### Work task
The lines wanted are those in the data below that include "leaf".

====== Material provided

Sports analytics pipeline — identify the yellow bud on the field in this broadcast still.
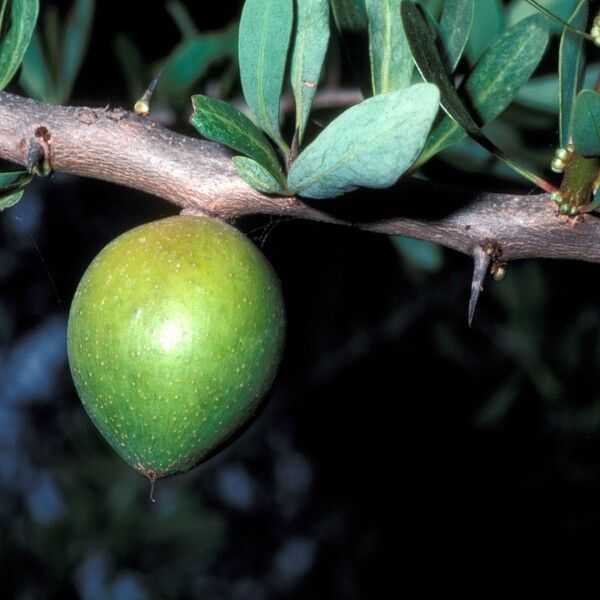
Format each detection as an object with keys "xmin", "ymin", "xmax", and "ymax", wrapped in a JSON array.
[{"xmin": 134, "ymin": 99, "xmax": 150, "ymax": 117}]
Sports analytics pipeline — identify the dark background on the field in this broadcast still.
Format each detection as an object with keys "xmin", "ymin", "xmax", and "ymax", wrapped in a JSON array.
[{"xmin": 2, "ymin": 1, "xmax": 600, "ymax": 598}]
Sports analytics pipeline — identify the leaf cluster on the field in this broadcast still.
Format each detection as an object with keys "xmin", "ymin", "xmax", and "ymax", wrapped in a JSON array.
[
  {"xmin": 186, "ymin": 0, "xmax": 572, "ymax": 199},
  {"xmin": 190, "ymin": 0, "xmax": 440, "ymax": 199},
  {"xmin": 4, "ymin": 0, "xmax": 600, "ymax": 211}
]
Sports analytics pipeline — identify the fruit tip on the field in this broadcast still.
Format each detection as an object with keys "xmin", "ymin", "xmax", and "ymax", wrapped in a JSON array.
[{"xmin": 149, "ymin": 474, "xmax": 157, "ymax": 503}]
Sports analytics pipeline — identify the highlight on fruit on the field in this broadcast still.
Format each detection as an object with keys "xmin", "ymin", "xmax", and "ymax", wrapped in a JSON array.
[{"xmin": 67, "ymin": 215, "xmax": 285, "ymax": 482}]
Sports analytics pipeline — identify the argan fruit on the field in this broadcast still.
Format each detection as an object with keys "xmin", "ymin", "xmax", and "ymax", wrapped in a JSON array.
[{"xmin": 67, "ymin": 215, "xmax": 285, "ymax": 481}]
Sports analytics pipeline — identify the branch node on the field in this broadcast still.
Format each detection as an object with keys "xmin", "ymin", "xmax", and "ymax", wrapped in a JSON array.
[
  {"xmin": 75, "ymin": 107, "xmax": 97, "ymax": 124},
  {"xmin": 180, "ymin": 206, "xmax": 213, "ymax": 219},
  {"xmin": 468, "ymin": 246, "xmax": 491, "ymax": 327},
  {"xmin": 26, "ymin": 139, "xmax": 45, "ymax": 173},
  {"xmin": 27, "ymin": 128, "xmax": 53, "ymax": 177}
]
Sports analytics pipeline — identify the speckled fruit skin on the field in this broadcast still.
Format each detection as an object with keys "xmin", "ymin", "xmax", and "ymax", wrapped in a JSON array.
[{"xmin": 67, "ymin": 216, "xmax": 285, "ymax": 479}]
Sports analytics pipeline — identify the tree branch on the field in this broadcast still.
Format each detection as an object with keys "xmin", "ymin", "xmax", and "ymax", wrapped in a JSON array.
[{"xmin": 1, "ymin": 91, "xmax": 600, "ymax": 266}]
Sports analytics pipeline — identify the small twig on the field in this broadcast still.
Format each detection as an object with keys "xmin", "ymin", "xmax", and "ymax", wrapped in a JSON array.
[
  {"xmin": 280, "ymin": 87, "xmax": 363, "ymax": 115},
  {"xmin": 230, "ymin": 87, "xmax": 363, "ymax": 116}
]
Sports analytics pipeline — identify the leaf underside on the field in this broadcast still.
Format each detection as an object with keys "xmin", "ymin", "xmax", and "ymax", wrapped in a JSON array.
[
  {"xmin": 233, "ymin": 156, "xmax": 287, "ymax": 195},
  {"xmin": 287, "ymin": 83, "xmax": 440, "ymax": 199}
]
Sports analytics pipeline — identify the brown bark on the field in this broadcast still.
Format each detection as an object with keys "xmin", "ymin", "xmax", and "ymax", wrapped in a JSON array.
[{"xmin": 1, "ymin": 91, "xmax": 599, "ymax": 266}]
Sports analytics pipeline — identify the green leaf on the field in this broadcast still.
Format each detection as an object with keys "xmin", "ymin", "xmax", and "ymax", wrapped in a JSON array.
[
  {"xmin": 392, "ymin": 236, "xmax": 443, "ymax": 272},
  {"xmin": 0, "ymin": 169, "xmax": 32, "ymax": 190},
  {"xmin": 0, "ymin": 0, "xmax": 39, "ymax": 90},
  {"xmin": 166, "ymin": 0, "xmax": 199, "ymax": 40},
  {"xmin": 0, "ymin": 189, "xmax": 24, "ymax": 210},
  {"xmin": 330, "ymin": 0, "xmax": 367, "ymax": 31},
  {"xmin": 402, "ymin": 3, "xmax": 551, "ymax": 189},
  {"xmin": 288, "ymin": 83, "xmax": 440, "ymax": 199},
  {"xmin": 366, "ymin": 0, "xmax": 413, "ymax": 95},
  {"xmin": 115, "ymin": 34, "xmax": 147, "ymax": 104},
  {"xmin": 559, "ymin": 0, "xmax": 588, "ymax": 147},
  {"xmin": 43, "ymin": 4, "xmax": 60, "ymax": 72},
  {"xmin": 417, "ymin": 0, "xmax": 444, "ymax": 20},
  {"xmin": 591, "ymin": 187, "xmax": 600, "ymax": 213},
  {"xmin": 239, "ymin": 0, "xmax": 294, "ymax": 152},
  {"xmin": 0, "ymin": 1, "xmax": 8, "ymax": 32},
  {"xmin": 0, "ymin": 170, "xmax": 32, "ymax": 210},
  {"xmin": 517, "ymin": 64, "xmax": 600, "ymax": 114},
  {"xmin": 516, "ymin": 73, "xmax": 562, "ymax": 114},
  {"xmin": 441, "ymin": 121, "xmax": 548, "ymax": 183},
  {"xmin": 438, "ymin": 0, "xmax": 474, "ymax": 73},
  {"xmin": 19, "ymin": 29, "xmax": 54, "ymax": 101},
  {"xmin": 572, "ymin": 90, "xmax": 600, "ymax": 157},
  {"xmin": 417, "ymin": 12, "xmax": 549, "ymax": 161},
  {"xmin": 158, "ymin": 24, "xmax": 238, "ymax": 106},
  {"xmin": 475, "ymin": 374, "xmax": 519, "ymax": 428},
  {"xmin": 233, "ymin": 156, "xmax": 287, "ymax": 195},
  {"xmin": 465, "ymin": 0, "xmax": 504, "ymax": 63},
  {"xmin": 19, "ymin": 0, "xmax": 94, "ymax": 103},
  {"xmin": 56, "ymin": 0, "xmax": 94, "ymax": 102},
  {"xmin": 190, "ymin": 95, "xmax": 285, "ymax": 185},
  {"xmin": 509, "ymin": 0, "xmax": 580, "ymax": 33},
  {"xmin": 291, "ymin": 0, "xmax": 330, "ymax": 144}
]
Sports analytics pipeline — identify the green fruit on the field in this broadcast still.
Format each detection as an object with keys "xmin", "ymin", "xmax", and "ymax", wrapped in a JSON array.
[{"xmin": 67, "ymin": 215, "xmax": 285, "ymax": 480}]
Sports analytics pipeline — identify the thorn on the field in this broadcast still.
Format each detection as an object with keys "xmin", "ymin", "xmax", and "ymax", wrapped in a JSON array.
[
  {"xmin": 135, "ymin": 70, "xmax": 163, "ymax": 116},
  {"xmin": 468, "ymin": 246, "xmax": 491, "ymax": 327}
]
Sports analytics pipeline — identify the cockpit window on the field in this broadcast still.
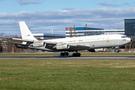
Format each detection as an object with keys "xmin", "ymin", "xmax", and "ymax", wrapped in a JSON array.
[{"xmin": 121, "ymin": 36, "xmax": 127, "ymax": 38}]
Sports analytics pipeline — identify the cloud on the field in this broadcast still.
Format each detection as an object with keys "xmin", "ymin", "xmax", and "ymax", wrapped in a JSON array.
[
  {"xmin": 98, "ymin": 2, "xmax": 121, "ymax": 6},
  {"xmin": 124, "ymin": 2, "xmax": 129, "ymax": 5},
  {"xmin": 1, "ymin": 7, "xmax": 135, "ymax": 35},
  {"xmin": 18, "ymin": 0, "xmax": 41, "ymax": 6},
  {"xmin": 63, "ymin": 8, "xmax": 74, "ymax": 10}
]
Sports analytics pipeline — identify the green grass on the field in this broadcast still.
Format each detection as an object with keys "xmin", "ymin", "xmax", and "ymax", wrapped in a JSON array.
[
  {"xmin": 0, "ymin": 53, "xmax": 54, "ymax": 57},
  {"xmin": 0, "ymin": 59, "xmax": 135, "ymax": 90},
  {"xmin": 81, "ymin": 52, "xmax": 135, "ymax": 56},
  {"xmin": 0, "ymin": 52, "xmax": 135, "ymax": 57}
]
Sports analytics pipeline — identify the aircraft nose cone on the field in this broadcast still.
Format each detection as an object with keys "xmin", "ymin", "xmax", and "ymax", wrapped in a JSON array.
[{"xmin": 126, "ymin": 38, "xmax": 131, "ymax": 44}]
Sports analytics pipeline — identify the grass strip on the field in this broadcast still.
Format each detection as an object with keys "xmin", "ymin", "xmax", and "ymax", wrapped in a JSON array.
[
  {"xmin": 0, "ymin": 52, "xmax": 135, "ymax": 57},
  {"xmin": 0, "ymin": 59, "xmax": 135, "ymax": 90}
]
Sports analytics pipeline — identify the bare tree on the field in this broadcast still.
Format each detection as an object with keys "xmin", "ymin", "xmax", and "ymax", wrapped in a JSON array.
[
  {"xmin": 0, "ymin": 33, "xmax": 4, "ymax": 52},
  {"xmin": 0, "ymin": 33, "xmax": 4, "ymax": 37},
  {"xmin": 1, "ymin": 34, "xmax": 25, "ymax": 53},
  {"xmin": 0, "ymin": 39, "xmax": 2, "ymax": 52}
]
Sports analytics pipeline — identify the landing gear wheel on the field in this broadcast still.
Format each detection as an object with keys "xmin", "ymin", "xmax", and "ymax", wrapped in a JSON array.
[
  {"xmin": 60, "ymin": 53, "xmax": 64, "ymax": 56},
  {"xmin": 73, "ymin": 53, "xmax": 81, "ymax": 57},
  {"xmin": 115, "ymin": 49, "xmax": 120, "ymax": 53},
  {"xmin": 60, "ymin": 52, "xmax": 69, "ymax": 57},
  {"xmin": 66, "ymin": 53, "xmax": 69, "ymax": 56}
]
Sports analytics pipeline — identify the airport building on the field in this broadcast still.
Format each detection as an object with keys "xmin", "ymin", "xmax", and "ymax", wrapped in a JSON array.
[
  {"xmin": 33, "ymin": 19, "xmax": 135, "ymax": 39},
  {"xmin": 65, "ymin": 27, "xmax": 124, "ymax": 37},
  {"xmin": 33, "ymin": 33, "xmax": 65, "ymax": 40},
  {"xmin": 125, "ymin": 19, "xmax": 135, "ymax": 37},
  {"xmin": 33, "ymin": 27, "xmax": 125, "ymax": 39}
]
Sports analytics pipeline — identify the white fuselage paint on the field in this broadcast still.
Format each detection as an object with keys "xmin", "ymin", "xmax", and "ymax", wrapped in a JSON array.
[{"xmin": 42, "ymin": 34, "xmax": 131, "ymax": 50}]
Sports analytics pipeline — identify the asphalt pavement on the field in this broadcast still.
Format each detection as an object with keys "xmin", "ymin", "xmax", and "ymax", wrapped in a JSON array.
[{"xmin": 0, "ymin": 56, "xmax": 135, "ymax": 60}]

============

### Task response
Sports analytics pipeline — identify the leaf cluster on the field in this broadcast still.
Sports analytics pipeline — identify the leaf underside on the field in this broadcast still.
Sports analytics pipeline — identify the green leaf on the field in this broadcast still.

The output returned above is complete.